> _Action item 1_:
Condense the paragraph of the drug-war text that begins "That's not to say that the drug war" into a shorter version that keeps its main facts.
> _Action item 2_:
Retype the stretch of the drug-war text from "There’s also the" through "who run things.".

+++ Text section

All of that means little to that mother who went in to wake her daughter, only to find her dead from a drug overdose. People can come to terms with a kid going bad and throwing their life away on drugs and crime. When a normal kid who seems to be headed in the right direction drops over dead from something they got at a party, people wonder what’s going on in the world. They naturally look to their rulers for answers. If people were suddenly dying from a virus in these numbers, it would be a national emergency.
That’s not to say that the drug war is a good idea. After decades of squandering billions trying to stem the flow of drugs into the country, the result is the opposite of what was expected. Illicit drugs are cheaper, more diverse, more widely distributed and more normalized than when the drug war started. By any measure, the war on drugs was lost and drugs won. That’s why our rulers don’t talk about drugs or the drug war much anymore. It’s just one of those things that has been quietly forgotten.
There’s also the fact that drugs are mostly a downscale problem, something that does not touch the Cloud People so they don’t care about it. The mothers in Cloud Country are not fretting about junior riding the dragon. He’s parked in front of his XBox all day, playing the female character, because he is questioning. The drug issue is mostly a Dirt People problem now. It’s blacks slinging on street corners and crackers getting loaded in an apartment complex far away from the people who run things.
That said, it is important to note the direction of the drug flow. America has never had a problem with drugs pouring in from Canada or Iceland. The flood of cheap narcotics into America starts in Mexico. When heroin had to be imported from Asia, it was not easily attainable and the quality of the product available to the poor was quite low. Now that Mexico has take over the production and distribution, heroin is suddenly cheap, potent and plentiful. This is also true of meth, which is now made in volume in Mexico.

++++++
+++ Material provided

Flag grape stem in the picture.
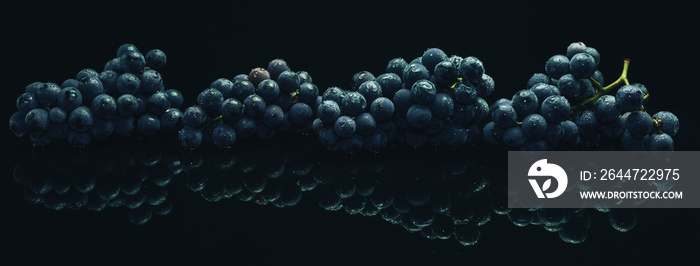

++++++

> _Result 1_:
The drug war is not a good idea. Decades of spending billions to stop drugs from entering the country produced the opposite of the expected result: illicit drugs are now cheaper, more diverse, more widely distributed and more normalized than when the drug war began. Because the war was lost, the rulers rarely mention drugs or the drug war anymore, and the subject has been quietly forgotten.

> _Result 2_:
There’s also the fact that drugs are mostly a downscale problem, something that does not touch the Cloud People so they don’t care about it. The mothers in Cloud Country are not fretting about junior riding the dragon. He’s parked in front of his XBox all day, playing the female character, because he is questioning. The drug issue is mostly a Dirt People problem now. It’s blacks slinging on street corners and crackers getting loaded in an apartment complex far away from the people who run things.